── THE DATA

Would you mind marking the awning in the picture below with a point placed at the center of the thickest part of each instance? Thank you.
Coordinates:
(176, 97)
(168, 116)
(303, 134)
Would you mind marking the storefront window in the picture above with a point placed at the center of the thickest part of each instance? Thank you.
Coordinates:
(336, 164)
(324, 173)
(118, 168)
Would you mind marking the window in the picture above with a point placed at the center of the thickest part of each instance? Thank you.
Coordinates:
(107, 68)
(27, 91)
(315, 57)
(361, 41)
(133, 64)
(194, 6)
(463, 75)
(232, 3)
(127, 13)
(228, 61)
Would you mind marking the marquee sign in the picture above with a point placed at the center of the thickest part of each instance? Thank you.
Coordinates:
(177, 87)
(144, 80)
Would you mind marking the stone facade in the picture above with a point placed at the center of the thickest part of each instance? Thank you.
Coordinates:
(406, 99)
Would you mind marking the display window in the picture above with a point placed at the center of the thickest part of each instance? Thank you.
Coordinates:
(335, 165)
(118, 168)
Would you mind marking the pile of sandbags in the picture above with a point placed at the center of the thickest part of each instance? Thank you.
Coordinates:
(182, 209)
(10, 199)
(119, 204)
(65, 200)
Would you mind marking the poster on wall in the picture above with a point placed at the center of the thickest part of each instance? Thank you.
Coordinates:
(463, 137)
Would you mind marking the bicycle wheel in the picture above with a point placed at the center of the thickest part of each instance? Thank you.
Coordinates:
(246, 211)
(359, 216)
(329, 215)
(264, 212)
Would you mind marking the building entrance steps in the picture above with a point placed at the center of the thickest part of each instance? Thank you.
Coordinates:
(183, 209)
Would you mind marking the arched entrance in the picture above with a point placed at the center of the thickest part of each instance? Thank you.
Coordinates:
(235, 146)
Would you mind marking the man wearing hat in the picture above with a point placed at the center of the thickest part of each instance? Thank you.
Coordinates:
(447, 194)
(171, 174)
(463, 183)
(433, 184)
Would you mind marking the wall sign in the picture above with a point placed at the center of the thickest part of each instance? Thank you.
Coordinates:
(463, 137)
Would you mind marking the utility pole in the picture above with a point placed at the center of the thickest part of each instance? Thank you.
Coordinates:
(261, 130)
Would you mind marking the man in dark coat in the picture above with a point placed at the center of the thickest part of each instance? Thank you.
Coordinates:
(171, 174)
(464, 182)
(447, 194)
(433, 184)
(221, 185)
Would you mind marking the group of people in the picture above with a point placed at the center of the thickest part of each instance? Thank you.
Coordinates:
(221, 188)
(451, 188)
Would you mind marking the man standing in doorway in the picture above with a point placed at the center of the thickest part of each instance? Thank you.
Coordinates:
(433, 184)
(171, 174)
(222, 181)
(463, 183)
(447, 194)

────

• WORK TO COMPLETE: Every line in the data that holds the string "entrance" should be copied.

• EXERCISE RESULT:
Would you mind marking the building entrance steps in the picture above with a point placed at the center of the thickest part of each instance? Thank you.
Would you mind marking the arched entrance in the picture above with a point placed at the center of the thickest part of each instance? Thank you.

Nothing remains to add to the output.